--- START Page excerpt ---

Financing Activities
Cash flows used in or provided by financing activities consist primarily of cash from the repayment of debt obligations, deposits received on golf memberships, and the payment of preferred dividends.
Cash provided by financing activities increased by $48.8 million in 2021 compared to 2020. Cash used in financing activities decreased by $6.0 million in 2020 compared to 2019.
Dividends. The Company has paid preferred dividends declared in the amount of $5.6 million in 2019 and 2021. The Company did not declare preferred dividends in 2020. The Company has an ongoing obligation to satisfy the distribution requirements of the preferred shares, in accordance with the terms of the issuance. The timing and amount of distributions on our common stock are in the sole discretion of its board of directors, which has elected not to declare common stock dividends for 2018 through 2021 to retain capital for growth.
Debt Obligations. The Company made contractual payments on its finance leases in 2021, 2020 and 2019.
Golf Membership Deposits. Until 2021, private country club members generally paid an advance initiation deposit upon their acceptance as a member to the respective country club, which are refundable 30 years after the date of acceptance as a member.
Debt Instruments
See Note 8 in Part II, Item 8. “Financial Statements and Supplementary Data” for further information related to our debt obligations and contractual maturities as of December 31, 2021.
Off-Balance Sheet Arrangements
As of December 31, 2021, we had the following material off-balance sheet arrangements. We believe that these off-balance sheet structures presented the most efficient and least expensive form of financing for these assets at the time they were entered, and represented the most common market-accepted method for financing such assets.
•In April 2006, we securitized Subprime Portfolio I. The loans were sold to a securitization trust, of which 80% were treated as a sale, which is an off-balance sheet financing.
•In July 2007, we securitized Subprime Portfolio II. The loans were sold to a securitization trust, of which 90% were treated as a sale, which is an off-balance sheet financing.

--- END Page excerpt ---
--- START Record set ---

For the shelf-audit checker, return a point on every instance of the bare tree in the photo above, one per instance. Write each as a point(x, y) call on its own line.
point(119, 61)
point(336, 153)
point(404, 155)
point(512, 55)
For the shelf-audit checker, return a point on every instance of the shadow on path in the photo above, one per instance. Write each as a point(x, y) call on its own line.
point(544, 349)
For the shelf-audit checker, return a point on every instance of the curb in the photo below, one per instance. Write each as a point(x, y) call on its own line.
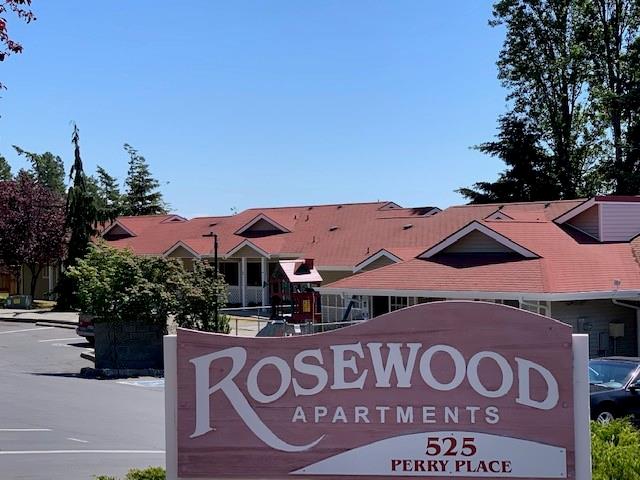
point(41, 321)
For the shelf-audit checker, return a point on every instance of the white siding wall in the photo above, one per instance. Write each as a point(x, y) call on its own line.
point(597, 314)
point(477, 242)
point(587, 222)
point(620, 221)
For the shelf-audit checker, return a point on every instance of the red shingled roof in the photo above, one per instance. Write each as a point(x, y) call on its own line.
point(569, 261)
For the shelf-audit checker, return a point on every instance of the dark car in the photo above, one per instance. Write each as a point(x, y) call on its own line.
point(615, 388)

--- END Record set ---

#### Written exercise 1
Name the headings that stand on their own lines in the financing excerpt.
#### Written exercise 2
Reproduce the part of the financing excerpt that opens with the words containing "Cash provided by" and closes with "2020 and 2019.".
#### Written exercise 3
Pick up the financing excerpt after its last sentence and continue it.

#### Task result 1
Financing Activities
Debt Instruments
Off-Balance Sheet Arrangements

#### Task result 2
Cash provided by financing activities increased by $48.8 million in 2021 compared to 2020. Cash used in financing activities decreased by $6.0 million in 2020 compared to 2019.
Dividends. The Company has paid preferred dividends declared in the amount of $5.6 million in 2019 and 2021. The Company did not declare preferred dividends in 2020. The Company has an ongoing obligation to satisfy the distribution requirements of the preferred shares, in accordance with the terms of the issuance. The timing and amount of distributions on our common stock are in the sole discretion of its board of directors, which has elected not to declare common stock dividends for 2018 through 2021 to retain capital for growth.
Debt Obligations. The Company made contractual payments on its finance leases in 2021, 2020 and 2019.

#### Task result 3
We have no obligation to repurchase any loans from either of our subprime securitizations. Therefore, it is expected that our exposure to loss is limited to the carrying amount of our retained interests in the securitization entities, in the amount of $3.5 million as of December 31, 2021. A subsidiary of ours gave limited representations and warranties with respect to the second securitization; however, it has no assets and does not have recourse to the general credit of the Company.
Contractual Obligations
The following table summarizes our contractual arrangements as of December 31, 2021, and the timing and effect that such commitments are expected to have on our liquidity and capital requirements in future periods:
| | | | | | | | | | | | | | | | | | | | | | | | | | | | | | | | |
| | Fixed and Determinable Payments Due by Period |
Contract | | 2022 | | 2023-2024 | | 2025-2026 | | Thereafter | | Total |
| | | | | | | | | | |
Finance lease obligations - Equipment (A) | | 5,897 | | | 7,650 | | | 2,144 | | | 14 | | | 15,705 | |
Junior subordinated notes payable (B) | | 1,215 | | | 2,430 | | | 2,430 | | | 61,129 | | | 67,204 | |
Operating lease obligations (C) | | 31,246 | | | 28,284 | | | 41,835 | | | 166,982 | | | 268,347 | |
Membership deposit liabilities (D) | | 18,164 | | | 9,429 | | | 19,713 | | | 202,019 | | | 249,325 | |
| | | | | | | | | | |
Total | | $ | 56,522 | | | $ | 47,793 | | | $ | 66,122 | | | $ | 430,144 | | | $ | 600,581 | |
(A)Includes interest based on rates existing at lease inception or ASC 842 adoption on January 1, 2019. Leases that are repayable prior to maturity at our options are reflected as their contractual maturity dates. See Note 6 to our Consolidated Financial Statements for further discussions.
(B)Includes interest based on rates existing at December 31, 2021 and assumes no prepayments. Obligations that are repayable prior to maturity at our option are reflected at their contractual maturity dates. See Note 8 to our Consolidated Financial Statements for further discussions.
(C)Includes leases of golf courses and related facilities, carts and equipment. Excludes escalation charges which per our lease agreements are not fixed and determinable payments. Also excludes four month-to-month property leases which are cancellable by the parties with 30 days written notice and various month-to-month operating leases for carts and equipment. The aggregate monthly expense of these leases was $0.1 million. See Notes 2 and 6 to our Consolidated Financial Statements for further discussions.
(D)Amounts represent gross initiation deposits refundable 30 years after the date of acceptance of a member. See Notes 2 and 13 to our Consolidated Financial Statements for further discussion.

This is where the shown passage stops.